# TASK DIRECTIONS
Below are the records. Restate word for word every line from the one that contains "Every instance of the kitchen sink" through the final line, both included.

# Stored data
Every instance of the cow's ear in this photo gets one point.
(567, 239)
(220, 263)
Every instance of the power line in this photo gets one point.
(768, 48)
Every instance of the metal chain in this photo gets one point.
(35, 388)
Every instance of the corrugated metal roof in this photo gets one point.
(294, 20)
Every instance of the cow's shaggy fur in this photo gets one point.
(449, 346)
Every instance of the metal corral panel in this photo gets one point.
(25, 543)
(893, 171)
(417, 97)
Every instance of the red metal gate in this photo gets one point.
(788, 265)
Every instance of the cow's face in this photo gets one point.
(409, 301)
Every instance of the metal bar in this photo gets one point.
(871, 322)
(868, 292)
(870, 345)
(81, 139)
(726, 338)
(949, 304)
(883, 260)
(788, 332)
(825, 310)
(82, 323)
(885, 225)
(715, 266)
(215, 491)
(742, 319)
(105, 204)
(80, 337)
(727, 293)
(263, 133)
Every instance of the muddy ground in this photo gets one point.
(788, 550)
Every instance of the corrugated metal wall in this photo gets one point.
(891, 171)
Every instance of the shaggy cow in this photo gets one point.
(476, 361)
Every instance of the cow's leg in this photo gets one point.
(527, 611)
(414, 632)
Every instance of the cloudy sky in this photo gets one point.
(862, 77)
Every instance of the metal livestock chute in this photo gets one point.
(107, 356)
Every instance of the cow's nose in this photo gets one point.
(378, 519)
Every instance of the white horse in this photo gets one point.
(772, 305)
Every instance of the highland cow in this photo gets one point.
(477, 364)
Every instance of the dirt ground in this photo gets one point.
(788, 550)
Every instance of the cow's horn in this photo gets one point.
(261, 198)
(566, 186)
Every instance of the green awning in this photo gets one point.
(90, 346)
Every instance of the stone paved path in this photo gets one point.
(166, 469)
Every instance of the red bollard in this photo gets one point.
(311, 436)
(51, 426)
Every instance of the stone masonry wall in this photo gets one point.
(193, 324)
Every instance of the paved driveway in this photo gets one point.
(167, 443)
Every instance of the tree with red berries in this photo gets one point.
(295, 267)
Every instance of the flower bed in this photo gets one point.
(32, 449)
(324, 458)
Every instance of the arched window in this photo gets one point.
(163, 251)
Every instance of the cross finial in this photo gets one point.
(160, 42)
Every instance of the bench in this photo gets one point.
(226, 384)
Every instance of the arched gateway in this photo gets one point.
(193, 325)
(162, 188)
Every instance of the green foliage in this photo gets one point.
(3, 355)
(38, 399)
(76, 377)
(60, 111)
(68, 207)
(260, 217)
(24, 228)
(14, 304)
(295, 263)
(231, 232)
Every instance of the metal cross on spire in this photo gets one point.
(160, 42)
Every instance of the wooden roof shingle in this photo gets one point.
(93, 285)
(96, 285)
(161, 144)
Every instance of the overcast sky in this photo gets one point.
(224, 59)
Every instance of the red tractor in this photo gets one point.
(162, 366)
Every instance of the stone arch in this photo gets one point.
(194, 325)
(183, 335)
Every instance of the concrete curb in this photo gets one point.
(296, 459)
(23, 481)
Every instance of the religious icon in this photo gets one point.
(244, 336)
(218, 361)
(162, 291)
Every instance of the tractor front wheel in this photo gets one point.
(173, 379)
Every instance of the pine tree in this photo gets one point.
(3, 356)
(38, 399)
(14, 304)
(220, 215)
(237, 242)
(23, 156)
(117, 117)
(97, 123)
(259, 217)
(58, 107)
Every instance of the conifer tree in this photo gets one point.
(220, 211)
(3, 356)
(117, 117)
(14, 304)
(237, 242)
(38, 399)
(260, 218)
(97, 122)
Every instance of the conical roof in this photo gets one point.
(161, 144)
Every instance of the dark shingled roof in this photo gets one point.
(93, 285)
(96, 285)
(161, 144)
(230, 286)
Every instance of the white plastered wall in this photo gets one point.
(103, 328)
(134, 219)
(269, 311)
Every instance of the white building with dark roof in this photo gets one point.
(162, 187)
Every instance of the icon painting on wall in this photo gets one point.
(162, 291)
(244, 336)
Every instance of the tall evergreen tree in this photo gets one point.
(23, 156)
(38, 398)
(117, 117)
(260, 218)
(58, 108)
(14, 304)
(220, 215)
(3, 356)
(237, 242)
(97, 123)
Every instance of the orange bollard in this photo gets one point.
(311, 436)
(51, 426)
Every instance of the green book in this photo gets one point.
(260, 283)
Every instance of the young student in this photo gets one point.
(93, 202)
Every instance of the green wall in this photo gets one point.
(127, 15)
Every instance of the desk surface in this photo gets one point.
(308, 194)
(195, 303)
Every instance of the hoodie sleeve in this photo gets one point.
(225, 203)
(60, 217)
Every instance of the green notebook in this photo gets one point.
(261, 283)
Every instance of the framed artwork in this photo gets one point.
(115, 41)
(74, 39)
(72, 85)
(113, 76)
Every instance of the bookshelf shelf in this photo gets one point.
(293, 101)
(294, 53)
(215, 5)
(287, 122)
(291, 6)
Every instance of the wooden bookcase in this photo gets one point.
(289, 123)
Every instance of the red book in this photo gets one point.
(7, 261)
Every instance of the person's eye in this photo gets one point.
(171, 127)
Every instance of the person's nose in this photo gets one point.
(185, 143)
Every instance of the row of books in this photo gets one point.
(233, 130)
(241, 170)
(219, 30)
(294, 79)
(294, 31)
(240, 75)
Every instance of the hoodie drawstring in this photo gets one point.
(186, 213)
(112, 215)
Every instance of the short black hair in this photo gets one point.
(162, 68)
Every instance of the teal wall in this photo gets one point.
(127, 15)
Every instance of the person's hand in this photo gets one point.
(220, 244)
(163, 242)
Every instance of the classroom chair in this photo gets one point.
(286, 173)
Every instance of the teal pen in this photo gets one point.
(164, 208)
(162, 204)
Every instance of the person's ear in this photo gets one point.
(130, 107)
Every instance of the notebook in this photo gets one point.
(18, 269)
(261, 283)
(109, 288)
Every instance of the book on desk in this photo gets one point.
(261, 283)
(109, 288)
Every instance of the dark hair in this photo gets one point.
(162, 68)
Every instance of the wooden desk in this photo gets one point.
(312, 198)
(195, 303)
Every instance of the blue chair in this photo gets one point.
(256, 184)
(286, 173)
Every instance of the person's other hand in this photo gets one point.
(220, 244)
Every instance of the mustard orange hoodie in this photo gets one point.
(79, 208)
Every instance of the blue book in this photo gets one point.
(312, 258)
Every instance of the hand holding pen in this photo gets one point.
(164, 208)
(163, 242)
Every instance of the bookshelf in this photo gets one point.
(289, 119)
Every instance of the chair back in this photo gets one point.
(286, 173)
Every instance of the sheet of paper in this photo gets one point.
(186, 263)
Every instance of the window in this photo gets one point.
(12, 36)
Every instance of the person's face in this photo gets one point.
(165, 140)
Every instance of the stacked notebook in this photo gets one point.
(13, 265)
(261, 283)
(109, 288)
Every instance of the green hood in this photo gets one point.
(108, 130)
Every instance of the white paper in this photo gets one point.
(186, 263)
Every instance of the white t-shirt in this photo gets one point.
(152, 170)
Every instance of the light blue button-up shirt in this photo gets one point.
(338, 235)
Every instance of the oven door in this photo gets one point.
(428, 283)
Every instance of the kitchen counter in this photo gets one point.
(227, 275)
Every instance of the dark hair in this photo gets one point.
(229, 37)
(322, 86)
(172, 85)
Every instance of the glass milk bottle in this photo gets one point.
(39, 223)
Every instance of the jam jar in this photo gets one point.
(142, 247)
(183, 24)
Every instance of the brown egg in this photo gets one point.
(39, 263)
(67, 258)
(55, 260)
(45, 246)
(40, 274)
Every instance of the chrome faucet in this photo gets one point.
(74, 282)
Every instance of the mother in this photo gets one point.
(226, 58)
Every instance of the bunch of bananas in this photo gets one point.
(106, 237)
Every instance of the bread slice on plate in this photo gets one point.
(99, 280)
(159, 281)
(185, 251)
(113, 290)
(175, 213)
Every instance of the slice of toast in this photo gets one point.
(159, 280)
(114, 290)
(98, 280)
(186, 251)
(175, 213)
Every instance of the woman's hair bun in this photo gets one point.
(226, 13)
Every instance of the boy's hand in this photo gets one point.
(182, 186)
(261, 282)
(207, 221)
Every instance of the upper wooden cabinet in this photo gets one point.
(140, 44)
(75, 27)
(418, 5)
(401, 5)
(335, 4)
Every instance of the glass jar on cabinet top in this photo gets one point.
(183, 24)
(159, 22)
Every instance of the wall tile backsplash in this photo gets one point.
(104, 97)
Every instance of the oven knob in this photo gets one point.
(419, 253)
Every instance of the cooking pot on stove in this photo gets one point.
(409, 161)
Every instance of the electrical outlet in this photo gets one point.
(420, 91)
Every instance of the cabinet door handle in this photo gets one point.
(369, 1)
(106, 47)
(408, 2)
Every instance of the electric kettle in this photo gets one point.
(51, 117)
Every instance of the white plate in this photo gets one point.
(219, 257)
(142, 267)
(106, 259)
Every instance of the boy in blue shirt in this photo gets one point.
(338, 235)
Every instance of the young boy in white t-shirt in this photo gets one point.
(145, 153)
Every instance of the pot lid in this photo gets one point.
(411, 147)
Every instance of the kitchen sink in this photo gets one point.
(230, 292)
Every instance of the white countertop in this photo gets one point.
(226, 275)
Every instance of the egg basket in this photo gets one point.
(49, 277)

# ANSWER SECTION
Every instance of the kitchen sink in this photo gets one point.
(230, 292)
Every instance of the white countertop in this photo gets one point.
(226, 275)
Every instance of the egg basket in this photo gets one point.
(49, 277)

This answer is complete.